[Start QUOTED TEXT]

6. Tour, tour, tour. No one would spend $5,000 on a car without test-driving it. No one should spend $50,000-$200,000 on a college education without visits. Every college visit offers an opportunity for learning, whether it's a drive-by or a full college tour. And you're not just touring the community and facilities, you're looking at the kids who go to school there--and want to go to school there. We toured NYU and Georgetown together, but didn't find either a good fit worth the price of application. We drove by Ohio University, West Virginia University and Temple. Ellie made two official visits to South Carolina and three additional informal visits. Interestingly, Ellie wasn't sold on Temple until she had both toured the campus AND worked out ways to use the Philadelphia subway to find her way around the city by herself. She felt at home there--without Daddy's help--and it helped her see herself studying and living in the city. Another ticket punched.
7. Dream, dream, dream. The final determination of where a student attends is NOT the college admissions or financial aid office. It's the parent or student who signs the deposit check. It frustrates me to hear finances brought up during the Talking Phase, the Touring Phase, or the Dreaming Phase, which should be about students reaching for the best opportunities available and preparing themselves to be successful in life. (When Ellie learned to walk, I imagined her in the Olympics; after her first piano lesson, I started thinking about Carnegie Hall; when she played soccer, I took her to see Mia Hamm and the US Women's Team.) It wasn't for me to tell her she would never be great because we. just. couldn't. afford. it.

[End QUOTED TEXT]
[Start SUPPLIED MATERIAL]

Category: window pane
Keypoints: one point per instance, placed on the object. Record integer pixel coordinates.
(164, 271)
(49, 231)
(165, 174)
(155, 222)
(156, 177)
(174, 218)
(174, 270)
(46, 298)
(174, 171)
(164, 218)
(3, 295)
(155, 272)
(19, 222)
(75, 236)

[End SUPPLIED MATERIAL]

→ TASKS
a. Do the following statements agree with the college-search text above? Answer yes or no for each, and quote the words of the text that decide it. (i) The family found NYU and Georgetown a good fit after touring them together. (ii) Ellie made two official visits to South Carolina. (iii) The text says the final decision on where a student attends rests with the college admissions office.
b. Please extend the college-search text above, starting right after its final sentence.

→ ANSWERS IN ORDER
a.
(i) No: "We toured NYU and Georgetown together, but didn't find either a good fit worth the price of application."
(ii) Yes: "Ellie made two official visits to South Carolina and three additional informal visits."
(iii) No: "The final determination of where a student attends is NOT the college admissions or financial aid office."

b.
Parents should identify students' strengths, help them identify programs or careers that will let them use those strengths, and take them to the colleges/ locations of their dreams. (Parents, this also makes an indelible impression on your child as to the depth of your love and respect for them.) The local community college or commuter state school will still cash the check, whether you've toured Harvard or not. A student who says, "I was accepted to X Unversity, but I chose Y College," is a student who is in control of their destiny and one who will live their life looking forward without regret.
Let me be clear. Ellie is an extraordinary kid. I'm not here to toot my horn, or act like anyone else's child has the same drive and dedication that she has shown over the past four years.They might. We have learned some important lessons over the past two years of looking at and preparing for college admission, and I just wanted to share them with all of you.